** Opening Supplied records block **

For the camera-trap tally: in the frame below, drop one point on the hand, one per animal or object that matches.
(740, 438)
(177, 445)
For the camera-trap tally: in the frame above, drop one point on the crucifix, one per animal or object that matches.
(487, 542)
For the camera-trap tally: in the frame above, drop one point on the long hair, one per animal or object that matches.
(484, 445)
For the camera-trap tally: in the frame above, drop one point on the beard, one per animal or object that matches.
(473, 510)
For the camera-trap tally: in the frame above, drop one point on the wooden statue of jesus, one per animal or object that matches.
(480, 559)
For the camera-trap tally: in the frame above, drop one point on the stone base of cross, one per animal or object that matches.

** Closing Supplied records block **
** Opening Supplied records block **

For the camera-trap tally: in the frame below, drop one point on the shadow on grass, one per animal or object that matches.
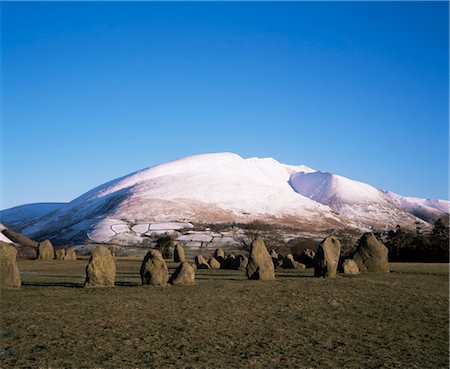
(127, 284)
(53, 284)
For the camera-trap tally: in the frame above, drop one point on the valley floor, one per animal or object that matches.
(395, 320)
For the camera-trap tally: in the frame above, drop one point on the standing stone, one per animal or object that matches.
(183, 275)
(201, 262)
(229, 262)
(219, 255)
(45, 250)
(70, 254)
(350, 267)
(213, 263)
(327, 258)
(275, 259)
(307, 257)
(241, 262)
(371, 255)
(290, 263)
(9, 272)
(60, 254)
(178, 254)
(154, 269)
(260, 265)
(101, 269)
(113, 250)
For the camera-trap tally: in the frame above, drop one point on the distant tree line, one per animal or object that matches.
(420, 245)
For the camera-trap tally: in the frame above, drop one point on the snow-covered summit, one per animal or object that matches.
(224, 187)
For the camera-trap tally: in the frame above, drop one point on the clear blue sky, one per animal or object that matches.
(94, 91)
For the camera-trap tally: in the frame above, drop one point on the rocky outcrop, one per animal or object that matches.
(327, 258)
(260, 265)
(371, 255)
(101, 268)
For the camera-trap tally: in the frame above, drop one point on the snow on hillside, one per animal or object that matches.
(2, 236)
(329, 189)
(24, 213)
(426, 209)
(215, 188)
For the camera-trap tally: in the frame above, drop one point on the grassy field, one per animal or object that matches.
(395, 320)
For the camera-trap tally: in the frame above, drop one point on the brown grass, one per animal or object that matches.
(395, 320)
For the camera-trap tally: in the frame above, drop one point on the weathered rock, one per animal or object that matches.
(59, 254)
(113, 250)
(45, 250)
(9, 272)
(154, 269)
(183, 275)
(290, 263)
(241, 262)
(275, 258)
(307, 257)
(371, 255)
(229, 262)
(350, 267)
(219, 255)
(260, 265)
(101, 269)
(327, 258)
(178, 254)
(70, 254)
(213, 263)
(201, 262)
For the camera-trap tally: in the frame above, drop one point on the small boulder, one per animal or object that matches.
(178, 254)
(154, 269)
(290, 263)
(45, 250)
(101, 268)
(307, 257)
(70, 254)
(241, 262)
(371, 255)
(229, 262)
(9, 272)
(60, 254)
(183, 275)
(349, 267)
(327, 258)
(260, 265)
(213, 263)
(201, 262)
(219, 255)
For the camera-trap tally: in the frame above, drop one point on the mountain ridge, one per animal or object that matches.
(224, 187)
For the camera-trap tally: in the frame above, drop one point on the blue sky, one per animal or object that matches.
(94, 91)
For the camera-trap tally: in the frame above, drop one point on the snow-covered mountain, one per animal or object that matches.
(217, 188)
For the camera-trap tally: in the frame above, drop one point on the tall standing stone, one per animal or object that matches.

** Closing Supplied records block **

> Task objective:
From the listing above, return the lines starting at the one with "mountain, one per animal or object that matches." and ending at the one with "on the tall", both kept, exactly as they appear and nothing more.

> Your solution:
For the camera-trap tally: in the frame above, drop one point on the snow-covered mountain, one per animal or object that matches.
(217, 188)
For the camera-trap tally: in the frame above, drop one point on the tall standing stone, one per animal or object that matches.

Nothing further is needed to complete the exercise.